§ **To be done**
Copy the records below word for word, from their beginning through the line that contains "[[[118,80],[113,80],[113,89],[119,89],[118,88]]]". Leave the picture out of your copy.
╭─ Data for processing
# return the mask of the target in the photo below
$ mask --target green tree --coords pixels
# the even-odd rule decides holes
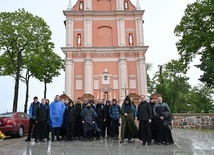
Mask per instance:
[[[151,63],[146,63],[146,71],[147,71],[147,87],[148,87],[148,92],[150,94],[154,93],[155,90],[155,83],[151,79],[150,75],[148,74],[148,71],[151,70],[152,64]]]
[[[14,76],[13,111],[17,111],[19,80],[28,55],[39,53],[51,40],[51,31],[45,21],[24,9],[0,13],[0,71]]]
[[[160,67],[156,73],[156,92],[161,94],[172,112],[183,112],[183,97],[188,93],[190,85],[186,76],[187,67],[181,61],[171,60]]]
[[[50,45],[51,46],[51,45]],[[52,48],[46,47],[45,52],[41,53],[38,60],[38,70],[35,77],[44,83],[44,98],[47,94],[47,84],[53,81],[54,77],[60,75],[60,71],[65,69],[64,60],[52,51]]]
[[[200,84],[191,89],[189,104],[195,113],[212,113],[214,111],[213,95],[214,91],[211,88]]]
[[[177,49],[181,60],[189,64],[196,56],[201,63],[196,65],[203,74],[200,81],[214,87],[214,1],[197,0],[189,4],[174,33],[179,37]]]

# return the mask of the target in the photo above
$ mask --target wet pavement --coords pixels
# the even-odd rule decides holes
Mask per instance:
[[[137,139],[120,144],[112,139],[46,143],[0,142],[0,155],[214,155],[214,132],[173,129],[174,144],[142,146]]]

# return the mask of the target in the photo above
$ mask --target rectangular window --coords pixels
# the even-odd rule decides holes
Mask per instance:
[[[136,89],[136,80],[131,79],[129,80],[130,89]]]
[[[76,80],[76,90],[82,90],[82,80]]]
[[[99,89],[99,80],[94,80],[94,89]]]
[[[118,80],[113,80],[113,89],[119,89],[118,88]]]

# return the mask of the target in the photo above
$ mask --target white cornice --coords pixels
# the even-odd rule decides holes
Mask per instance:
[[[125,46],[125,47],[62,47],[64,53],[89,52],[89,53],[117,53],[121,51],[146,52],[149,46]]]
[[[92,16],[103,16],[103,15],[143,15],[145,10],[133,10],[133,11],[125,11],[125,10],[114,10],[114,11],[74,11],[74,10],[63,10],[65,16],[75,15],[75,16],[84,16],[84,15],[92,15]]]

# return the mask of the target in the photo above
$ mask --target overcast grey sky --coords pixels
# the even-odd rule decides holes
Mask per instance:
[[[65,17],[62,10],[67,8],[69,0],[0,0],[0,12],[13,12],[19,8],[42,17],[50,26],[52,31],[52,41],[55,43],[55,52],[62,58],[64,54],[61,47],[65,45],[65,26],[63,21]],[[136,4],[136,0],[131,0]],[[140,0],[141,8],[145,10],[144,14],[144,38],[145,45],[149,46],[146,53],[146,61],[153,64],[149,71],[152,76],[157,70],[158,65],[162,65],[171,59],[177,59],[177,49],[175,43],[178,38],[173,31],[180,22],[184,10],[188,3],[195,0]],[[74,5],[76,0],[72,0]],[[198,63],[198,60],[195,60]],[[188,72],[190,84],[197,85],[201,72],[193,64]],[[6,76],[0,77],[0,113],[12,110],[14,79]],[[39,99],[43,97],[43,83],[38,80],[30,80],[29,103],[34,96]],[[62,94],[64,91],[64,72],[55,78],[52,84],[48,85],[47,97],[52,101],[56,94]],[[18,111],[24,110],[25,85],[20,82]],[[29,105],[28,103],[28,105]]]

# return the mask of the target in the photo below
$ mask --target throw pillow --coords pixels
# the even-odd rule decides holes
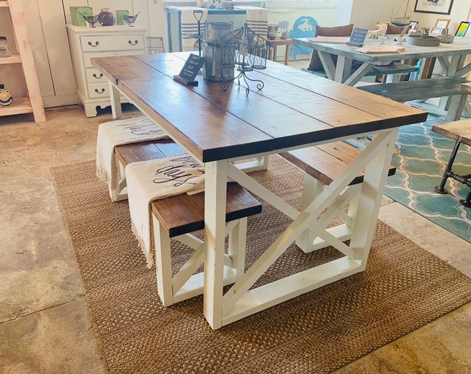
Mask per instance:
[[[353,31],[353,24],[349,25],[334,26],[334,27],[321,27],[316,26],[316,33],[314,36],[350,36]],[[334,63],[337,62],[337,56],[333,56]],[[322,62],[319,57],[319,54],[315,49],[312,50],[311,55],[311,61],[309,63],[308,70],[323,70]]]

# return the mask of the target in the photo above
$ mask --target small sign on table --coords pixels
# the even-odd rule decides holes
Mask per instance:
[[[363,46],[364,45],[365,38],[368,30],[366,28],[359,28],[355,27],[352,33],[352,36],[350,40],[347,42],[347,44],[354,46]]]
[[[204,63],[204,57],[191,53],[180,73],[177,75],[173,75],[174,80],[188,86],[197,86],[198,81],[195,80],[195,78]]]

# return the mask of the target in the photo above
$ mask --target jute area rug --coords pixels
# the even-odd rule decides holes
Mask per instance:
[[[328,373],[471,301],[471,279],[378,222],[366,269],[212,330],[195,297],[163,308],[130,229],[94,161],[52,170],[107,369],[112,373]],[[256,178],[297,206],[302,175],[276,157]],[[264,204],[249,220],[250,265],[289,220]],[[188,256],[172,249],[175,267]],[[258,284],[332,260],[295,246]]]

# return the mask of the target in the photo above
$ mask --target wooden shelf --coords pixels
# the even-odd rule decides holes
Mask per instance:
[[[33,113],[35,122],[44,122],[46,114],[21,3],[19,0],[15,0],[11,3],[0,1],[0,8],[8,8],[18,50],[18,53],[14,53],[10,57],[0,57],[0,66],[7,64],[19,64],[28,91],[28,97],[14,97],[11,105],[0,107],[0,116]]]
[[[3,64],[21,64],[21,57],[19,54],[12,53],[8,57],[0,57],[0,65]]]
[[[26,97],[13,98],[13,103],[8,107],[0,107],[0,116],[33,113],[33,107]]]

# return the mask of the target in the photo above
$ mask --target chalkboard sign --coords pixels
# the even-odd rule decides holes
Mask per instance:
[[[204,57],[191,53],[185,62],[185,64],[179,74],[178,75],[173,75],[173,79],[188,86],[197,86],[198,81],[195,80],[195,78],[204,63]]]
[[[352,33],[352,36],[350,37],[350,41],[347,42],[347,44],[349,46],[363,46],[367,33],[368,30],[366,28],[355,27]]]

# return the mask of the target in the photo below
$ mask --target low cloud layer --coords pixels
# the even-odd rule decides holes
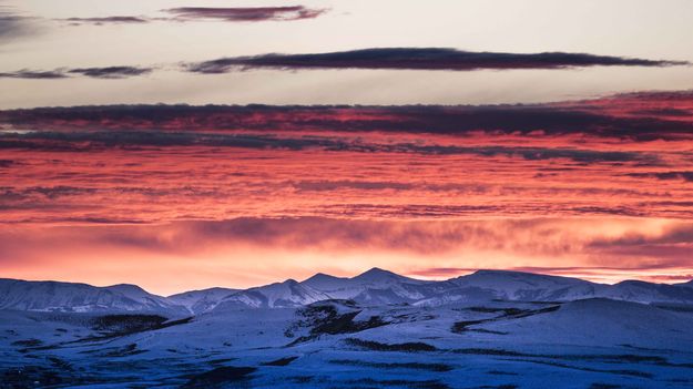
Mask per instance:
[[[29,80],[57,80],[69,79],[74,75],[82,75],[92,79],[126,79],[145,75],[153,71],[153,68],[139,66],[105,66],[105,68],[77,68],[57,69],[51,71],[20,70],[10,73],[0,73],[0,79],[29,79]]]
[[[264,54],[223,58],[194,63],[188,71],[217,74],[237,70],[296,69],[397,69],[397,70],[510,70],[565,69],[585,66],[671,66],[686,62],[544,52],[534,54],[471,52],[438,48],[364,49],[319,54]]]
[[[0,4],[0,44],[32,35],[39,30],[33,18],[19,14]]]
[[[147,23],[150,20],[144,17],[103,17],[103,18],[68,18],[61,19],[71,24],[140,24]]]
[[[67,18],[59,19],[70,24],[142,24],[156,21],[193,22],[193,21],[221,21],[221,22],[265,22],[265,21],[294,21],[315,19],[326,9],[314,9],[304,6],[289,7],[179,7],[162,10],[170,17],[146,16],[112,16],[94,18]]]
[[[303,6],[291,7],[252,7],[252,8],[206,8],[182,7],[165,10],[175,16],[174,20],[221,20],[230,22],[289,21],[313,19],[326,10],[310,9]]]

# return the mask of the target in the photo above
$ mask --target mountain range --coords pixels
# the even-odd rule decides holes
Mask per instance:
[[[579,278],[508,270],[478,270],[448,280],[421,280],[373,268],[358,276],[326,274],[249,289],[210,288],[169,297],[135,285],[96,287],[59,281],[0,279],[0,309],[24,311],[159,311],[200,315],[213,310],[300,307],[320,300],[353,300],[364,306],[444,306],[460,301],[573,301],[609,298],[641,304],[693,304],[693,281],[614,285]]]

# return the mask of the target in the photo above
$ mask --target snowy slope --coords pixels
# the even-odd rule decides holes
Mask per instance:
[[[634,303],[693,303],[693,288],[626,280],[601,291],[599,297]]]
[[[139,286],[0,279],[0,309],[32,311],[169,311],[184,309]]]
[[[447,283],[408,278],[377,267],[353,278],[317,274],[300,284],[335,299],[353,299],[367,305],[414,303],[451,287]]]
[[[234,293],[222,299],[214,309],[234,308],[285,308],[298,307],[315,301],[330,299],[319,290],[302,285],[295,279],[269,284]]]
[[[210,288],[184,291],[169,296],[167,299],[173,304],[184,306],[191,314],[200,315],[214,309],[221,300],[237,291],[238,289]]]
[[[465,301],[573,301],[610,298],[644,304],[693,305],[692,283],[666,285],[623,281],[594,284],[578,278],[506,270],[479,270],[444,281],[420,280],[373,268],[358,276],[316,274],[245,290],[210,288],[170,297],[134,285],[94,287],[86,284],[0,279],[0,309],[31,311],[171,311],[201,315],[216,307],[298,307],[328,299],[350,299],[363,306],[437,307]]]
[[[503,342],[685,349],[693,344],[691,315],[649,305],[591,298],[563,304],[549,314],[498,320],[472,328],[498,331]]]

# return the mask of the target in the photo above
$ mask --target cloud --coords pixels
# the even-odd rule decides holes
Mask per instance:
[[[350,140],[323,136],[273,136],[258,134],[216,134],[204,132],[161,131],[83,131],[29,132],[0,134],[0,149],[31,149],[53,151],[93,151],[105,147],[132,146],[217,146],[259,150],[324,150],[358,153],[417,153],[427,155],[479,155],[519,157],[528,161],[563,158],[580,163],[641,162],[655,165],[654,154],[640,152],[595,151],[579,149],[513,147],[513,146],[452,146],[418,145],[414,143],[370,143],[365,139]]]
[[[318,54],[264,54],[222,58],[190,64],[194,73],[217,74],[244,69],[398,69],[472,71],[482,69],[565,69],[584,66],[671,66],[687,62],[585,53],[534,54],[471,52],[439,48],[363,49]]]
[[[648,172],[648,173],[628,173],[628,176],[638,178],[656,178],[662,181],[680,180],[685,182],[693,182],[692,172]]]
[[[55,80],[65,78],[68,75],[60,70],[40,71],[22,69],[11,73],[0,73],[0,79]]]
[[[670,93],[671,94],[671,93]],[[635,98],[605,98],[592,102],[534,105],[405,105],[405,106],[269,106],[269,105],[111,105],[0,111],[0,122],[50,129],[111,130],[164,129],[185,131],[262,131],[330,133],[365,132],[468,136],[489,134],[590,135],[632,141],[682,140],[693,134],[685,117],[643,116],[631,112]],[[660,104],[664,96],[642,94],[641,109]],[[670,105],[691,104],[693,94],[681,92]],[[610,109],[605,109],[608,105]],[[182,125],[185,123],[185,125]],[[440,152],[444,152],[441,150]],[[492,150],[489,150],[492,152]],[[531,152],[531,150],[528,150]],[[570,152],[565,152],[570,153]],[[619,155],[616,152],[614,155]]]
[[[150,20],[143,17],[104,17],[104,18],[68,18],[59,19],[72,24],[139,24],[147,23]]]
[[[113,16],[101,18],[68,18],[58,19],[73,25],[79,24],[143,24],[153,21],[225,21],[225,22],[261,22],[261,21],[293,21],[314,19],[327,12],[325,9],[312,9],[304,6],[291,7],[247,7],[247,8],[208,8],[180,7],[162,10],[172,18]]]
[[[92,79],[125,79],[131,76],[149,74],[153,68],[139,66],[106,66],[106,68],[77,68],[55,69],[50,71],[20,70],[10,73],[0,73],[0,78],[30,79],[30,80],[58,80],[68,79],[73,74],[79,74]]]
[[[291,21],[314,19],[325,13],[324,9],[309,9],[303,6],[254,7],[254,8],[205,8],[182,7],[164,10],[175,16],[173,20],[220,20],[230,22]]]
[[[17,14],[11,8],[0,6],[0,44],[14,41],[38,31],[33,18]]]
[[[68,73],[82,74],[94,79],[123,79],[151,73],[153,68],[136,66],[108,66],[108,68],[79,68],[71,69]]]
╰─
§ **Solved exercise**
# return the mask of the target in the photo below
$ mask --target green tree --coords pixels
# the even-odd rule decides holes
Mask per instance:
[[[151,63],[146,63],[146,71],[147,71],[147,87],[148,87],[148,92],[150,94],[154,93],[155,90],[155,83],[151,79],[150,75],[148,74],[148,71],[151,70],[152,64]]]
[[[14,76],[13,111],[17,111],[19,80],[28,55],[39,53],[51,40],[51,31],[45,21],[24,9],[0,13],[0,71]]]
[[[160,67],[156,73],[156,92],[161,94],[172,112],[183,112],[183,97],[188,93],[190,85],[186,76],[187,67],[181,61],[171,60]]]
[[[50,45],[51,46],[51,45]],[[52,48],[46,47],[45,52],[41,53],[38,60],[38,70],[35,77],[44,83],[44,98],[47,94],[47,84],[53,81],[54,77],[60,75],[60,71],[65,69],[64,60],[52,51]]]
[[[200,84],[191,89],[189,104],[195,113],[212,113],[214,111],[213,95],[214,91],[211,88]]]
[[[177,49],[181,60],[189,64],[196,56],[201,63],[196,65],[203,74],[200,81],[214,87],[214,1],[197,0],[189,4],[174,33],[179,37]]]

# return the mask of the target in the photo above
$ mask --target wet pavement --coords pixels
# the even-odd rule decides holes
Mask per instance:
[[[137,139],[120,144],[112,139],[46,143],[0,142],[0,155],[214,155],[214,132],[173,129],[174,144],[142,146]]]

# return the mask of the target in the photo above
$ mask --target rectangular window --coords pixels
# the even-odd rule decides holes
Mask per instance:
[[[136,89],[136,80],[131,79],[129,80],[130,89]]]
[[[76,80],[76,90],[82,90],[82,80]]]
[[[99,89],[99,80],[94,80],[94,89]]]
[[[118,80],[113,80],[113,89],[119,89],[118,88]]]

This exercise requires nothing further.